Moreover, the case highlighted the Welsh Government’s ability to listen only to views it finds congenial.
Paul Diamond, the standing counsel for the Christian Legal Centre, represented the campaigners.
The Christian Legal Centre’s intervention in high-profile cases involving religion and parental rights has attracted heavy criticism from some judges and lawyers for allegedly preying on vulnerable parents and “casting a fog over the facts and drilling into our deepest and most primal fears” while “pushing their own agendas”.
The misinformation around the Curriculum came in for direct criticism by Council for the Welsh Government, Jonathan Moffett KC.
Taking aim at how campaigners have framed their arguments, Mr Moffett said: “Hyperbolic rhetoric, which has been a feature of the claimants’ case throughout, is unhelpful.”
Mr Moffett said the claimants had failed to identify “what allegedly unlawful teaching” the new Curriculum would adopt and instead “resort to broad assertions”. He continued: “The claimants have not pointed to any passages in the code or the guidance that authorise or positively approve teaching that advocates or promotes any particular identity or sexual lifestyle over another, or that encourage children to self-identify in a particular way.”
Jeremy Miles, Wales’s Minister for Education, said: “I welcome the Court’s decision which found in favour of the Welsh Ministers on all grounds.
“We have been clear that RSE is intended to keep children safe and to promote respect and healthy relationships. Now more than ever, our children need our help in protecting them from harmful content and people online.

SHORT EXERCISE 1:
Determine how many lines in the listing contain the string "brown", with case counting, and give only that number.
The curriculum ruling passage and the listing have no connection to each other.

DATA FOR THE TASK:
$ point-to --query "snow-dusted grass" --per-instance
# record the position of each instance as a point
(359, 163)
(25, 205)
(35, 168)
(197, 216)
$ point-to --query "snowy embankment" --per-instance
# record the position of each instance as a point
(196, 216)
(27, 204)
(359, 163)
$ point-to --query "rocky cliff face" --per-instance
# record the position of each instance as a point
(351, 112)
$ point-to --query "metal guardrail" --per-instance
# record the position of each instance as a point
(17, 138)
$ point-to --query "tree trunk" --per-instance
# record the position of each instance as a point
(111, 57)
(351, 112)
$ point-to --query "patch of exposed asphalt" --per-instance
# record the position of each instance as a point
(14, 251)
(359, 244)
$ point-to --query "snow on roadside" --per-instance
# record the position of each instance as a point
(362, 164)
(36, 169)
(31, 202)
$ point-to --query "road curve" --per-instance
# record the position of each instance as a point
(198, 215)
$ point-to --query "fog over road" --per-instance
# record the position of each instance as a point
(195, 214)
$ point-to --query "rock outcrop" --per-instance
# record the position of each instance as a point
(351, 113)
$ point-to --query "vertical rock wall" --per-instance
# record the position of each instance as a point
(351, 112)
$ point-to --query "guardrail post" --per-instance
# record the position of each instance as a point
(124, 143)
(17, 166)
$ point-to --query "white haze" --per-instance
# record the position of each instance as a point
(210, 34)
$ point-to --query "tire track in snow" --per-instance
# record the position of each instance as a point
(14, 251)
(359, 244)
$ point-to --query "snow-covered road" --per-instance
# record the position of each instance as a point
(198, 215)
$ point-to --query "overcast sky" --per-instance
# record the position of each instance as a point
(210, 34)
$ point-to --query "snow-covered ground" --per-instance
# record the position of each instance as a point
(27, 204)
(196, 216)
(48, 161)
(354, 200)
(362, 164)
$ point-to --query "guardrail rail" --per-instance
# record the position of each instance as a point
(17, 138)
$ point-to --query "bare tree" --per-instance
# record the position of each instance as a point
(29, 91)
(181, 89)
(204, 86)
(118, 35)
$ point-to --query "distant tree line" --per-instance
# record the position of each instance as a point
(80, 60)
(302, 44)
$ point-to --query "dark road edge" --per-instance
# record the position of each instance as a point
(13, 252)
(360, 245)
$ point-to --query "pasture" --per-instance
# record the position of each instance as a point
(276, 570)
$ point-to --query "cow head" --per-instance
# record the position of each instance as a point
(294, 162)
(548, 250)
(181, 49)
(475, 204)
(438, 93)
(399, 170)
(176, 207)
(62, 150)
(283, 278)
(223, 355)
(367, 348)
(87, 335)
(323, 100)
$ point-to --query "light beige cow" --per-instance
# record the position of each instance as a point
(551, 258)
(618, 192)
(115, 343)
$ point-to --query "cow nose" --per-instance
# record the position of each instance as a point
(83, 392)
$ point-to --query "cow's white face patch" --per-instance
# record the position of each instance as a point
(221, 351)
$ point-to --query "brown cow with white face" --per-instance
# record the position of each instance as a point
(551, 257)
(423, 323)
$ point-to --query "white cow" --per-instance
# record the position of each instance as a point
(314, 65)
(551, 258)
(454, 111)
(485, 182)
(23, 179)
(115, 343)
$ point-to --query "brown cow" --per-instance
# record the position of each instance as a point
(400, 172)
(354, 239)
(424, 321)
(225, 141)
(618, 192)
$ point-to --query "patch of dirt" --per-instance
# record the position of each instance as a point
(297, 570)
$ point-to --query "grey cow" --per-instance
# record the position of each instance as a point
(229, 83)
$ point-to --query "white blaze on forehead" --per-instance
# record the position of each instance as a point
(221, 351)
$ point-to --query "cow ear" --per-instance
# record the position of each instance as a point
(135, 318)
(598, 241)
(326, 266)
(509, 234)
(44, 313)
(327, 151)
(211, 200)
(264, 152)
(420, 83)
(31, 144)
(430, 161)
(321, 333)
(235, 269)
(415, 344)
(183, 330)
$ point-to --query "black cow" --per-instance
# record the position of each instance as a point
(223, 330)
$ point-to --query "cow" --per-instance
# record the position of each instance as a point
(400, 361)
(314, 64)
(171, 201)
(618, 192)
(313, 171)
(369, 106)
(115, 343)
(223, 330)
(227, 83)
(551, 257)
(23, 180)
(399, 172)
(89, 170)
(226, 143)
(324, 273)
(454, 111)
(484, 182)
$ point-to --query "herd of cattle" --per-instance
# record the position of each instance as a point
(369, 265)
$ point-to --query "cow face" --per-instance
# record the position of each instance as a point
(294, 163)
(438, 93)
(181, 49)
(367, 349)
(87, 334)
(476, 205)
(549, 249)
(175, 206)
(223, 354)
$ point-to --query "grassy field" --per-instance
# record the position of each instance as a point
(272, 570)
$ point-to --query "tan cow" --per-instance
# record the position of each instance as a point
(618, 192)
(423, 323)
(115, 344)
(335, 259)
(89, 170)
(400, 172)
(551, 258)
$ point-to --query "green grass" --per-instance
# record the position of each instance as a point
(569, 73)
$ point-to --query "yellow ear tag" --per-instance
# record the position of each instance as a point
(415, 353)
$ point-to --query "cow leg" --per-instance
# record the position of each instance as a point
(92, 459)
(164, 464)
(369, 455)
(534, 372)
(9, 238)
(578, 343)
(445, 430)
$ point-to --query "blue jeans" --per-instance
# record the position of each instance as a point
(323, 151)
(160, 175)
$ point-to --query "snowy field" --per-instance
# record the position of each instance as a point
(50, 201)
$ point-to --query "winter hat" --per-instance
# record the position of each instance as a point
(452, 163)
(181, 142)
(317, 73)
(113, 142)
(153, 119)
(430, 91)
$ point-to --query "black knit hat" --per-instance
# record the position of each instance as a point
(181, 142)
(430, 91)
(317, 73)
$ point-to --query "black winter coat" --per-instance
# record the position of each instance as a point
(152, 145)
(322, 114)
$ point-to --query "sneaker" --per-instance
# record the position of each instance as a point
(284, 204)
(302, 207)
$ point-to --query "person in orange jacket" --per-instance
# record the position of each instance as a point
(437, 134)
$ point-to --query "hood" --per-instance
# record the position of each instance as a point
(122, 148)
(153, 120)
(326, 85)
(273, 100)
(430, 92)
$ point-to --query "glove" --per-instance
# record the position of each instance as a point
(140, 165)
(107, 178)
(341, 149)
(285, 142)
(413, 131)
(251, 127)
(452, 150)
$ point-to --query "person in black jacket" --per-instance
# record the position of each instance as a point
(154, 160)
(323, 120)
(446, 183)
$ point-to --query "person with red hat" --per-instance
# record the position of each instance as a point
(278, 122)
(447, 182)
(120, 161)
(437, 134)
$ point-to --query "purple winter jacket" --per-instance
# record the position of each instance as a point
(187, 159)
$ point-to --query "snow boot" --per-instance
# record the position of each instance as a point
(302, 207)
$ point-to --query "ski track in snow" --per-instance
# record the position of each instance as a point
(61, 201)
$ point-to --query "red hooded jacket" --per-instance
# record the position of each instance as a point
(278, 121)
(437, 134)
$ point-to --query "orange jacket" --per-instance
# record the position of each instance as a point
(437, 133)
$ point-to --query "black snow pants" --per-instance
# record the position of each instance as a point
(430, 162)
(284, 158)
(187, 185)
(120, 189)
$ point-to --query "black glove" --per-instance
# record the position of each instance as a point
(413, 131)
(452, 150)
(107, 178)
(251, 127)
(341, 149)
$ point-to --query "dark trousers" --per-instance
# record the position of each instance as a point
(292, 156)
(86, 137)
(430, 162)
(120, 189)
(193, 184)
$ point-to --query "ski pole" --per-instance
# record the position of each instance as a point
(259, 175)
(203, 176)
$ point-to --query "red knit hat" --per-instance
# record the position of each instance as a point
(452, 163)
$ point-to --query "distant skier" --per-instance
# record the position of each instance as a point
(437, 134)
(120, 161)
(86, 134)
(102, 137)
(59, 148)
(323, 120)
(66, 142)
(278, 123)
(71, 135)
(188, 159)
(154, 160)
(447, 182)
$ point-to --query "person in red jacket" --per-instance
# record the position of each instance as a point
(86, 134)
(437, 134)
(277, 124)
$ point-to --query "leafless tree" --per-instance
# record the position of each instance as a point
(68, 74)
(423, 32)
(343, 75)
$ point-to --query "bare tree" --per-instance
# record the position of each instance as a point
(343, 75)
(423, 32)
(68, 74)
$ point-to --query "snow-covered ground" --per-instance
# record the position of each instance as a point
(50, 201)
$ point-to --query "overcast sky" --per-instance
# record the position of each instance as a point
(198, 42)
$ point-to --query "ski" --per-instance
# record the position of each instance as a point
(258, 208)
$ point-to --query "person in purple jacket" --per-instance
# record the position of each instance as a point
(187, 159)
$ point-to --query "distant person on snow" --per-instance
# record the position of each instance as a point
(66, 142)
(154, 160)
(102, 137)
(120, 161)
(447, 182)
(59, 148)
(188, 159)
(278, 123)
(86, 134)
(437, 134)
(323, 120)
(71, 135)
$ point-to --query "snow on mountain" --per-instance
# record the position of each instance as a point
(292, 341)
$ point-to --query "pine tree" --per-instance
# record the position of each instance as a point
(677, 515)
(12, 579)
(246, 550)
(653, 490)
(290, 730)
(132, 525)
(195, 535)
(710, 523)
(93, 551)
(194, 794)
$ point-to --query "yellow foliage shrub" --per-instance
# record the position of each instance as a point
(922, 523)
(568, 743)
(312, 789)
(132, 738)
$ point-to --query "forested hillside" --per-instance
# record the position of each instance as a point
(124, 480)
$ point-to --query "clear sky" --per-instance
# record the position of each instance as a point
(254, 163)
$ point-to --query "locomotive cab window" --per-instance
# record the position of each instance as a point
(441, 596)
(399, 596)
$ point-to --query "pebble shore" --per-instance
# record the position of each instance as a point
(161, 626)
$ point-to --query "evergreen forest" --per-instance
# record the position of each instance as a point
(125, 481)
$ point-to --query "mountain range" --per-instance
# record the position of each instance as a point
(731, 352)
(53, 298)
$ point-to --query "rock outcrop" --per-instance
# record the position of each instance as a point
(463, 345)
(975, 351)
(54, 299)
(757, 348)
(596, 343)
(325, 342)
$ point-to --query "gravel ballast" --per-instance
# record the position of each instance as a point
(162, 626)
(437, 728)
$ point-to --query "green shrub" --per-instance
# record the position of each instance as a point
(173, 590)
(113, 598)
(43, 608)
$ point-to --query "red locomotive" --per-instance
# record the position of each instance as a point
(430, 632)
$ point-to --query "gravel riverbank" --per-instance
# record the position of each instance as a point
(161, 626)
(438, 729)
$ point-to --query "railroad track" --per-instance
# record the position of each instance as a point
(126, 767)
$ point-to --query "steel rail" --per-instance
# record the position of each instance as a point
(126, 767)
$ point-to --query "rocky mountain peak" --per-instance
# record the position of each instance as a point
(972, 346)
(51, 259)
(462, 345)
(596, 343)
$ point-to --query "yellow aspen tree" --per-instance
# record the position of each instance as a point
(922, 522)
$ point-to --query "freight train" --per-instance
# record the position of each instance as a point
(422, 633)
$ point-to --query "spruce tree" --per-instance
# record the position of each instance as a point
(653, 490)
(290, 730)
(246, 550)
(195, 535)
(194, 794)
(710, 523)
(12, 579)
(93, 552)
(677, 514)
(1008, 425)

SHORT EXERCISE 2:
Reproduce the curriculum ruling passage from "Jeremy Miles, Wales’s" up to and including "and people online.", word for word.

ANSWER 1:
2

ANSWER 2:
Jeremy Miles, Wales’s Minister for Education, said: “I welcome the Court’s decision which found in favour of the Welsh Ministers on all grounds.
“We have been clear that RSE is intended to keep children safe and to promote respect and healthy relationships. Now more than ever, our children need our help in protecting them from harmful content and people online.